Begin Passage given

Continental Maritime of San Diego, LLC (“CMSD”) operates a shipyard facility at their existing leasehold premises located at 1995 Bayfront Street, San Diego (Attachment A - Location Map) pursuant to that certain Amended and Restated Lease dated February 1, 2021 and on file with the District Clerk as Document No. 72255 (the “Current Lease”).  The Current Lease covers approximately 12 acres of landside area as well as 18 acres of water area (“Premises”), and is due to expire on December 31, 2032.

 

LSF11 Trinity Bidco, Inc. (“Trinity Bidco”), itself owned by Lone Star Fund XI, L.P. (“Lone Star”), has entered into an agreement to acquire CMSD’s existing parent company, Titan Acquisition Holdings, L.P. (“Titan”) from its current ownership group, comprised of The Carlyle Group, Stellex Capital Management, and Huntington Ingalls Industries (“Ownership Group”).  Trinity Bidco’s acquisition of Titan (and thus an indirect transfer of CMSD’s ownership), constitutes a “Change in Entity” under the Current Lease and requires the District’s consent.

End Passage given
Begin Data entries

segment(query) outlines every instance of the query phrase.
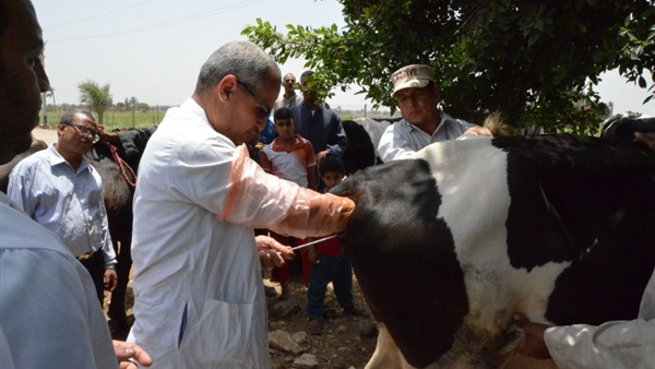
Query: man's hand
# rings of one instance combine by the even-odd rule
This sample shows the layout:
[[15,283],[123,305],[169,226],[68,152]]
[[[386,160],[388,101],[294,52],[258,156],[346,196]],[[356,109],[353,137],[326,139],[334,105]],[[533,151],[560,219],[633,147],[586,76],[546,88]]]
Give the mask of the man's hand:
[[150,355],[141,346],[116,340],[112,343],[120,369],[138,369],[136,365],[130,361],[130,359],[133,359],[143,367],[153,365],[153,359],[151,359]]
[[515,312],[512,317],[519,328],[525,332],[525,341],[516,352],[525,356],[534,357],[535,359],[549,359],[550,353],[544,342],[544,332],[548,329],[548,325],[533,323],[527,317],[520,312]]
[[648,146],[648,148],[651,148],[652,151],[655,151],[655,132],[634,132],[634,142],[643,143],[644,145]]
[[317,163],[319,163],[323,157],[327,156],[327,154],[330,154],[330,152],[326,150],[320,151],[317,154]]
[[106,132],[105,126],[103,126],[103,124],[98,124],[98,135],[100,136],[100,140],[103,140],[103,141],[107,141],[109,143],[116,143],[116,144],[120,143],[120,139],[118,138],[118,134],[116,132]]
[[116,289],[118,276],[116,275],[116,271],[112,269],[105,270],[105,276],[103,282],[105,283],[105,290],[114,291]]
[[310,265],[313,265],[319,262],[319,253],[313,246],[307,248],[307,260]]
[[472,127],[469,129],[467,129],[464,134],[471,134],[471,135],[486,135],[488,138],[492,138],[493,134],[491,133],[491,131],[489,131],[488,128],[486,127],[481,127],[481,126],[475,126]]
[[266,269],[284,265],[285,259],[293,260],[296,255],[289,246],[284,246],[269,236],[257,236],[257,250],[262,265]]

End Data entries

▶ [Short problem 1]:
According to the shipyard lease passage, on what date is the Current Lease due to expire?
▶ [Short problem 2]:
Write the next part of the shipyard lease passage, starting right after its final sentence.

▶ [Task answer 1]:
December 31, 2032.

▶ [Task answer 2]:
 

As a condition of the District’s consent to the proposed transfer of ownership interests of Titan from the Ownership Group to Trinity Bidco (“Transfer”), the District has the right under the Current Lease to require a lease amendment to increase the rent to fair market rent and to reflect updated or additional lease conditions.  As such, staff has negotiated a Second Amended and Restated Lease (“Second Amended and Restated Lease”) with CMSD in the form of Attachment B - Second Amended and Restated Lease.  In comparison to the Current Lease, and as further discussed below, the Second Amended and Restated Lease includes additional provisions that would provide substantial benefits to the District and region, including: (i) an increase in rent; (ii) an increase in participation in proceeds resulting from a future assignment or sale of the leasehold interest; (iii) emissions reduction and community benefit measures; (iv) a $30,000 contribution to support the District’s maintenance efforts at Parque Del Sol; (v) a one-time, up front rent payment of $250,000; and (vi) updates to certain environmental provisions.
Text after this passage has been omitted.